Objective
Rewrite the records below as a numbered list, leaving out any blank lines.

Data listing
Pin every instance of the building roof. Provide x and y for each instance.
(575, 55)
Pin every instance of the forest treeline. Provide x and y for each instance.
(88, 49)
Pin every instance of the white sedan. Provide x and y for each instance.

Full response
1. Pin every instance of the building roof. Provide x and y for each instance.
2. (575, 55)
3. Pin every instance of the forest treeline. Provide x and y for each instance.
4. (88, 49)
5. Pin every instance of the white sedan. Provide x and y for each instance.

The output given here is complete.